> **EXERCISE OBJECTIVE**:
Write what comes next in the news report on the Nashville bomber, starting after its last sentence.

Nashville vehicle bomber identified by FBI

Anthony Warner 3

Anthony Warner Nashville bomber as posted by CBS

Anthony Warner Nashville bomber as posted by CBS

The FBI, the lead investigator into the Christmas Day Nashville Bombing has identified the bomber.

He is 63-Year-Old Anthony Warner.

Metro Nashville Police Department confirmed that Warner was the bomber in a post on Twitter on Sunday.

“Law enforcement is now announcing that Anthony Warner, 63, of Bakertown Rd, is the man believed responsible for Friday’s explosion.

“He perished in the blast. No one else is presently believed to have been involved. Thank you to our federal & state partners”.

Anthony Warner, 63 linked with the recreational vehicle that exploded in Downtown Nashville on Christmas morning

The bombing damaged more than 40 businesses, authorities said on Sunday.

FBI forensic experts matched DNA samples recovered from the scene to that of Anthony Q. Warner, whose home in nearby Antioch was searched on Saturday by federal agents.

Late on Sunday, the FBI tweeted bit.ly/3hkh7dg a photo of Warner.

> **MATERIAL SUPPLIED**:
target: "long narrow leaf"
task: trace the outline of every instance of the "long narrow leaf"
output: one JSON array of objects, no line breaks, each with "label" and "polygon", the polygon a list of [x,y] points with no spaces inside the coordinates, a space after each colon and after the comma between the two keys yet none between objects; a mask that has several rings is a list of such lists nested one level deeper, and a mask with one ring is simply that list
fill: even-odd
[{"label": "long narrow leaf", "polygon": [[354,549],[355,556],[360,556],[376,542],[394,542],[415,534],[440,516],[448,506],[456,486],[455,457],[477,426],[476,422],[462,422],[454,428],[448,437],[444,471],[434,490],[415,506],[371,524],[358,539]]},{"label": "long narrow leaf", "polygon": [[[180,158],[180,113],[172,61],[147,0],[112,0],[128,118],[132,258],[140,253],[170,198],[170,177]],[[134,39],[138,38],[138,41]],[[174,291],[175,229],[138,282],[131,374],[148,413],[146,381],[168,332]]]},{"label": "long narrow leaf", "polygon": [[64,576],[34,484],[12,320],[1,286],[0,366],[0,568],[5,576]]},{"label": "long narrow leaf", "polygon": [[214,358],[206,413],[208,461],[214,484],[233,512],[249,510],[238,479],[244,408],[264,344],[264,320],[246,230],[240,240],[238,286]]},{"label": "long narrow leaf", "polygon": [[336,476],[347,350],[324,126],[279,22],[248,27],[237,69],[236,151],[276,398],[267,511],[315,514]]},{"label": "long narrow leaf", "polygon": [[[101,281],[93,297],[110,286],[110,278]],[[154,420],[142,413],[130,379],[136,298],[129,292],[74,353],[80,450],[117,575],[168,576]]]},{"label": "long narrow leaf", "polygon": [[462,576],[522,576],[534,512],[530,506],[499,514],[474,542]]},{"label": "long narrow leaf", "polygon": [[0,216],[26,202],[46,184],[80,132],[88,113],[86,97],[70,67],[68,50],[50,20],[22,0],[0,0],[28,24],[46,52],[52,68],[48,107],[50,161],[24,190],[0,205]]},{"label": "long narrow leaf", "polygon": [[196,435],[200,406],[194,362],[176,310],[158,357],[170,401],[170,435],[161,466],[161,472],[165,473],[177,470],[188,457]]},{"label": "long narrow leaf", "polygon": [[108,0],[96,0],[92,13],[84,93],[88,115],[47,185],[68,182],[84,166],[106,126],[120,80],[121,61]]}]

> **RESPONSE BOX**:
“We’ve come to the conclusion that an individual named Anthony Warner is the bomber and he was present when the bomb went off and that he perished in the bombing,” Donald Cochran, U.S. Attorney for the Middle District of Tennessee, told a news conference.

Officials said it was too early in the investigation to discuss the suspect’s motives.

Warner’s motor home, parked on a downtown street of Tennessee’s largest city, exploded at dawn on Friday moments after police responding to reports of gunfire noticed it and heard music and an automated message emanating from the vehicle warning of a bomb.

The explosion in the heart of America’s country music capital injured three people and damaged businesses including an AT&T switching center, disrupting mobile, internet and TV services across central Tennessee and parts of four other states.

As investigators followed up on hundreds of tips from members of the public, they searched Warner’s home on Saturday and visited a Nashville real estate agency where he had worked on computers.

The owner of Fridrich & Clark Realty, Steve Fridrich, told the Tennessean newspaper that for four or five years Warner had come into the office roughly once a month to provide computer consulting services, until this month when Warner told the company in an email that he would no longer be working for them. He gave no reason, according to Fridrich.

“He seemed very personable to us – this is quite out of character I think,” Fridrich told the newspaper.